ACTION ITEM
Would you transcribe the line containing "12L141 11L133 32L135" and every line after it, through the end of the records below, exactly and with nothing else?

··· DATASET CONTENT

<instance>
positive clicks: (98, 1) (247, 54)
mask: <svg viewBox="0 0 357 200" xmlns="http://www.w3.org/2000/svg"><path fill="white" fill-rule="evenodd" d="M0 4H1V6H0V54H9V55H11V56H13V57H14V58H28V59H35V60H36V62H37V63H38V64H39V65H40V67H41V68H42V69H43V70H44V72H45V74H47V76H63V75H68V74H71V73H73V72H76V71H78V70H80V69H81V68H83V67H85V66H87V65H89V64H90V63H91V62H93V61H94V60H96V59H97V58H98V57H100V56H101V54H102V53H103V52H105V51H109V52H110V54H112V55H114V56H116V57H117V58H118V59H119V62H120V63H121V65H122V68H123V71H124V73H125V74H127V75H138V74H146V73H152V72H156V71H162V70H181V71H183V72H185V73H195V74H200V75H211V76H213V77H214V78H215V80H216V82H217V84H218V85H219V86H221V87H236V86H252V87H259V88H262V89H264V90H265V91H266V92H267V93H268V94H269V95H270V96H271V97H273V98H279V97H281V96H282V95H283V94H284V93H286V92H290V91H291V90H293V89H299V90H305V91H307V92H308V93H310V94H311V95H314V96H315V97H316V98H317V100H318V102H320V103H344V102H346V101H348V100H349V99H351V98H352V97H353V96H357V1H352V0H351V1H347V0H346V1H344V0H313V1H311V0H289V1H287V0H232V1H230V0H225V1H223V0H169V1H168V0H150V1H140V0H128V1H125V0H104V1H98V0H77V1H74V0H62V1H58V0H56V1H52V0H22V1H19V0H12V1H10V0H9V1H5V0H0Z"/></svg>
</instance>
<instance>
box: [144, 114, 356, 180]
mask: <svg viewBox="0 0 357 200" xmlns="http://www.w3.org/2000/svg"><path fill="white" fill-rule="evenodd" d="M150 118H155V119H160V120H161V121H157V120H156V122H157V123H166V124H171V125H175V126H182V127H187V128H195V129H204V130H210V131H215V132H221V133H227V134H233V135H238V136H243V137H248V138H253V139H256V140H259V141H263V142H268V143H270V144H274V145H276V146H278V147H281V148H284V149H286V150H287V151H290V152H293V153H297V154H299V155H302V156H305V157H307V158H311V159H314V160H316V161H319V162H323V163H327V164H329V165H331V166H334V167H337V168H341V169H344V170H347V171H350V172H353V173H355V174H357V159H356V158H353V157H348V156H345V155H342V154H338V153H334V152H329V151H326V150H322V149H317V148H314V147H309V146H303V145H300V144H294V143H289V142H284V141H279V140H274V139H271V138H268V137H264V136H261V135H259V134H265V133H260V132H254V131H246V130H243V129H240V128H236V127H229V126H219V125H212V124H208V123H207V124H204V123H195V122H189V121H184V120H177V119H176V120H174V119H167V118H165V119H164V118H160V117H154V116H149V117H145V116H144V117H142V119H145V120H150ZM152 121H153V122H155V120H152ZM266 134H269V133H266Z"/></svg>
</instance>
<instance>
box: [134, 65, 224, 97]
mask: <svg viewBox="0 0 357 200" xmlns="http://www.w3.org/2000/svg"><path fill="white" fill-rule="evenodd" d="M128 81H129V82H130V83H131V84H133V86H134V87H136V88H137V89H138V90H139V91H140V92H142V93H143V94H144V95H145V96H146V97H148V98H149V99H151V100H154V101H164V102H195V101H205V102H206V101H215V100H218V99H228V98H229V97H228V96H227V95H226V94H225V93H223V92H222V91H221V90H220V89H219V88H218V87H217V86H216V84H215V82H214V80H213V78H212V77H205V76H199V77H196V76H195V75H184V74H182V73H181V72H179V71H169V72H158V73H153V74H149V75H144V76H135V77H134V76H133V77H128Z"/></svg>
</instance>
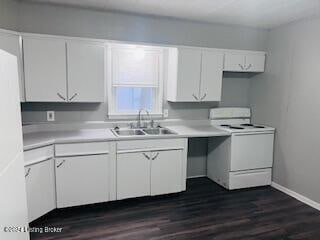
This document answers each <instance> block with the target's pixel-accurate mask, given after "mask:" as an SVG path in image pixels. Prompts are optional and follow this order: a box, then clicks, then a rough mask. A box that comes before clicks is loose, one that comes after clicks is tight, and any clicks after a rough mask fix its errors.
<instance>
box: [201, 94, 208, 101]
mask: <svg viewBox="0 0 320 240" xmlns="http://www.w3.org/2000/svg"><path fill="white" fill-rule="evenodd" d="M206 96H207V94H206V93H205V94H204V95H203V97H202V98H201V99H200V100H201V101H202V100H203V99H205V98H206Z"/></svg>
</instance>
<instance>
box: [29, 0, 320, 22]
mask: <svg viewBox="0 0 320 240" xmlns="http://www.w3.org/2000/svg"><path fill="white" fill-rule="evenodd" d="M24 1H29V2H41V3H51V4H61V5H69V6H74V7H82V8H91V9H99V10H109V11H114V10H116V11H121V12H129V13H137V14H148V15H155V16H165V17H173V18H178V19H187V20H196V21H202V22H211V23H224V24H237V25H244V26H252V27H259V28H272V27H276V26H279V25H282V24H286V23H289V22H293V21H296V20H300V19H304V18H308V17H313V16H316V15H320V0H24Z"/></svg>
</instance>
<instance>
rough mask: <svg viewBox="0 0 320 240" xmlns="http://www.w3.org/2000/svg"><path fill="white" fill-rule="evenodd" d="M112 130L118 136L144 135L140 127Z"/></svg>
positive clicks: (143, 133)
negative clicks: (138, 127) (139, 127)
mask: <svg viewBox="0 0 320 240" xmlns="http://www.w3.org/2000/svg"><path fill="white" fill-rule="evenodd" d="M112 132H113V133H114V134H115V135H116V136H118V137H120V136H122V137H128V136H141V135H146V134H145V133H144V132H143V131H142V130H140V129H117V130H115V129H112Z"/></svg>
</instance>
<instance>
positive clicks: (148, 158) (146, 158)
mask: <svg viewBox="0 0 320 240" xmlns="http://www.w3.org/2000/svg"><path fill="white" fill-rule="evenodd" d="M142 154H143V156H145V158H146V159H148V160H150V157H149V156H148V155H147V154H145V153H142Z"/></svg>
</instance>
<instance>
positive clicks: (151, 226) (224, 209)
mask: <svg viewBox="0 0 320 240" xmlns="http://www.w3.org/2000/svg"><path fill="white" fill-rule="evenodd" d="M31 227H35V228H42V227H62V228H63V229H62V232H61V233H32V234H31V240H58V239H63V240H71V239H72V240H87V239H97V240H100V239H101V240H102V239H103V240H128V239H129V240H144V239H150V240H170V239H175V240H186V239H188V240H189V239H201V240H207V239H208V240H209V239H210V240H232V239H237V240H241V239H245V240H254V239H262V240H289V239H290V240H291V239H303V240H305V239H306V240H308V239H310V240H311V239H312V240H313V239H314V240H316V239H317V240H319V239H320V212H319V211H317V210H315V209H313V208H311V207H309V206H307V205H305V204H303V203H301V202H299V201H297V200H295V199H294V198H291V197H290V196H287V195H285V194H283V193H281V192H279V191H277V190H275V189H273V188H271V187H259V188H252V189H244V190H235V191H228V190H225V189H224V188H222V187H220V186H219V185H217V184H215V183H213V182H212V181H210V180H209V179H207V178H196V179H190V180H188V183H187V191H186V192H183V193H178V194H171V195H166V196H157V197H145V198H138V199H129V200H123V201H116V202H110V203H104V204H95V205H88V206H83V207H75V208H67V209H59V210H54V211H53V212H51V213H49V214H47V215H45V216H43V217H42V218H40V219H38V220H36V221H34V222H33V223H31Z"/></svg>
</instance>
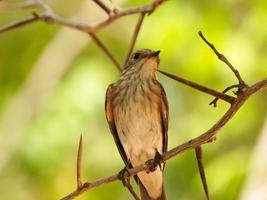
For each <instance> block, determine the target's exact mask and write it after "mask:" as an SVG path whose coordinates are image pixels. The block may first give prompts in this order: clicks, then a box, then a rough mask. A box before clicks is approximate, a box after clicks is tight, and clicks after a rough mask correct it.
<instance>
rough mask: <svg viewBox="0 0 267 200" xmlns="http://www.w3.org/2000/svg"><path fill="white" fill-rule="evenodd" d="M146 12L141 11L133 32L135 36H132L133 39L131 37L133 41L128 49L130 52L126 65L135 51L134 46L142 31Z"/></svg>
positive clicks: (128, 53)
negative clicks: (132, 52)
mask: <svg viewBox="0 0 267 200" xmlns="http://www.w3.org/2000/svg"><path fill="white" fill-rule="evenodd" d="M145 15H146V13H141V14H140V16H139V19H138V21H137V23H136V26H135V29H134V33H133V36H132V39H131V43H130V46H129V50H128V53H127V56H126V59H125V61H124V65H123V66H125V65H126V63H127V62H128V60H129V58H130V56H131V54H132V52H133V48H134V45H135V43H136V40H137V37H138V34H139V32H140V28H141V26H142V23H143V21H144V17H145Z"/></svg>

······

COMPLETED TASK
rough mask: <svg viewBox="0 0 267 200" xmlns="http://www.w3.org/2000/svg"><path fill="white" fill-rule="evenodd" d="M146 12L141 11L133 32L135 36H132L133 39L131 37L133 41L128 49L130 52L126 65L135 51L134 46L142 31Z"/></svg>
positive clicks: (128, 53)
negative clicks: (132, 52)
mask: <svg viewBox="0 0 267 200" xmlns="http://www.w3.org/2000/svg"><path fill="white" fill-rule="evenodd" d="M145 15H146V13H141V14H140V16H139V19H138V21H137V23H136V26H135V29H134V33H133V36H132V39H131V43H130V46H129V50H128V53H127V56H126V59H125V61H124V65H123V66H125V65H126V63H127V62H128V60H129V58H130V56H131V54H132V52H133V48H134V45H135V43H136V40H137V37H138V34H139V32H140V28H141V26H142V23H143V21H144V17H145Z"/></svg>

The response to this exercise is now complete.